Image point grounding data
::::::::::

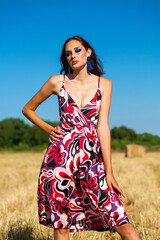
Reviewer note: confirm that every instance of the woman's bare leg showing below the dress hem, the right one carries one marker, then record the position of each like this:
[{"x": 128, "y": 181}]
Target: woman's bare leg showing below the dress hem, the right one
[{"x": 127, "y": 232}]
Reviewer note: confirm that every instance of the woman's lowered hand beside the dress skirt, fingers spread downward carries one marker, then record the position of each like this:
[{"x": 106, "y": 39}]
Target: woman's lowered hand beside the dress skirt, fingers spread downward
[{"x": 112, "y": 183}]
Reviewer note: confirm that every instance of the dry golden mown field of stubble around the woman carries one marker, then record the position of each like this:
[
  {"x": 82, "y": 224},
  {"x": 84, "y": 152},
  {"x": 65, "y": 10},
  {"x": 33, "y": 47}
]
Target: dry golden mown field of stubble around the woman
[{"x": 139, "y": 178}]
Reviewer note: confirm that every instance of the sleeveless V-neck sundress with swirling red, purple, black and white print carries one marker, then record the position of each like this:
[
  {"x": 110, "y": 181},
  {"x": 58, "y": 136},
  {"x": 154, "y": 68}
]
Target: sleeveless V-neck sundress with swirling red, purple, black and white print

::::::::::

> _Task directions_: Working through the data above, find every line holding "sundress" and copy it.

> _Written answer_:
Reviewer note: confirm that every instance of the sleeveless V-neck sundress with swirling red, purple, black and white print carries one marker, then record the position of each like this:
Target: sleeveless V-neck sundress with swirling red, purple, black and white print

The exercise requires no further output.